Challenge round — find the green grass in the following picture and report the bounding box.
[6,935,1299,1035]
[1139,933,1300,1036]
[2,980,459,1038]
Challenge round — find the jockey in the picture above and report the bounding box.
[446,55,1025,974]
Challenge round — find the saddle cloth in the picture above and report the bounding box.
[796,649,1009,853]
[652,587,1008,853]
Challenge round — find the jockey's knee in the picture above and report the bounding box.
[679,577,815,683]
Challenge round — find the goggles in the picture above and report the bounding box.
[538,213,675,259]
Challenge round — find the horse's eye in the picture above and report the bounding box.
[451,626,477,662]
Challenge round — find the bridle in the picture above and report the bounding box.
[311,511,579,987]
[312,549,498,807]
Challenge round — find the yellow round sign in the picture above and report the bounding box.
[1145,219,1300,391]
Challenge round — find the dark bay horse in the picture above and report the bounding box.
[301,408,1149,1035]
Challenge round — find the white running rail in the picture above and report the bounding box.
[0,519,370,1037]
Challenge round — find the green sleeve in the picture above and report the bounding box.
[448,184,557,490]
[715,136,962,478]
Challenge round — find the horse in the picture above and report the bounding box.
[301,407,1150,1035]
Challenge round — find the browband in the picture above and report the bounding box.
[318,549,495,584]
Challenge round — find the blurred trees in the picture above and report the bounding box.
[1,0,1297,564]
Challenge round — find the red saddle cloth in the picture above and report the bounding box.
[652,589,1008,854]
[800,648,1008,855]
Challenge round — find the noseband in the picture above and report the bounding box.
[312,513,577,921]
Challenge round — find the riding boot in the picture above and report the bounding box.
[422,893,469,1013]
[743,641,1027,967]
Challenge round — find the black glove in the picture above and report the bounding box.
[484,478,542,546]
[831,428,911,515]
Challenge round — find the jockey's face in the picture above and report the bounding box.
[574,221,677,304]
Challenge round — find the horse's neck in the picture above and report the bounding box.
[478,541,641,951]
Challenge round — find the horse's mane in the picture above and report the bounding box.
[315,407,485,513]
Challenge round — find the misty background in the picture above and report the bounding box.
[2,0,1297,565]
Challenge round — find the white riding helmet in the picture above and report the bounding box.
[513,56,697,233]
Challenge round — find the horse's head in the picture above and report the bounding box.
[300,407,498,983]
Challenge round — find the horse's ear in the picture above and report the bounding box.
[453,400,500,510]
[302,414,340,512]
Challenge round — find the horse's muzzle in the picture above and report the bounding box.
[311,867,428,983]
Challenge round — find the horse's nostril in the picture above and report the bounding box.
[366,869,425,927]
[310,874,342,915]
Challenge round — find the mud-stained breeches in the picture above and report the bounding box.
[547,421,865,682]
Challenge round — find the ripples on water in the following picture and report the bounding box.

• [Work order]: Using the exact wording, transcribe all the records above.

• [Written response]:
Challenge round — find the green grass in the following picture and report the bounding box.
[6,935,1299,1035]
[1139,933,1300,1036]
[2,980,459,1038]
Challenge round — find the jockey in the picture above and report the bounding box.
[446,55,1025,974]
Challenge round — find the saddle cloth in the picture above and report the bounding box.
[796,649,1009,853]
[652,587,1008,853]
Challenge round — find the jockey's knee in the picture above and report the bounding box.
[679,577,815,683]
Challenge round — find the goggles in the picture above and report the bounding box.
[538,213,675,259]
Challenge round — find the horse's eye in the picture above and report the bounding box.
[451,626,477,662]
Challenge round — find the bridle in the picture above and report the bounding box.
[311,511,579,987]
[312,549,498,807]
Challenge round — find the yellow round sign in the picture above and report the bounding box.
[1145,219,1300,391]
Challenge round — find the dark bay horse in the picture above and report the bounding box.
[301,408,1149,1035]
Challenge round — find the white running rail in the picture above and report the bounding box.
[0,519,370,1037]
Challenge round — find the green sleeve in the picture above and report the bounding box.
[448,184,557,490]
[715,136,962,478]
Challenge round — find the horse in the picture above and report the bounding box.
[301,407,1150,1035]
Challenge round — find the browband in the picture above and report the bounding box.
[318,549,495,584]
Challenge round — find the blurred trees in the picture above and report the bounding box.
[1,0,1297,564]
Challenge round — find the red saddle cloth in the picture above and report the bounding box.
[652,589,1008,854]
[800,648,1008,855]
Challenge round — find the noseband in the picture above and report the bounding box.
[312,513,577,921]
Challenge round — find the riding boot in the picture above and report the bounding box.
[422,893,469,1013]
[743,641,1027,967]
Challenge round — find the black glove in the picture above and report the bounding box.
[484,478,542,546]
[831,428,911,515]
Challenge round — find the jockey's face in the picture above and report the bounding box.
[574,221,677,304]
Challenge round — find the horse's neck in the picture above and report the bounding box.
[478,541,641,951]
Challenge round — find the horse's mane in the picture above and report the bounding box.
[315,407,485,513]
Challenge round — find the misty background in the picture above and report the bounding box.
[2,0,1297,565]
Challenge round — find the white riding helmet in the picture above and report the bounding box.
[513,56,697,233]
Challenge round — find the horse's head in the picture above and report the bounding box.
[300,407,498,983]
Challenge round — find the horse's ear in the picture above and report the bounding box.
[453,400,500,510]
[302,414,340,512]
Challenge round — find the horse's muzzle in the picture above and report the bounding box.
[311,867,428,983]
Challenge round — find the horse's nostril in the picture above and report the bounding box.
[366,869,425,927]
[310,874,342,915]
Challenge round — find the mud-stained breeches in the picture above and report the bounding box.
[547,421,865,682]
Challenge round — find the ripples on water in the following picture and report the bounding box.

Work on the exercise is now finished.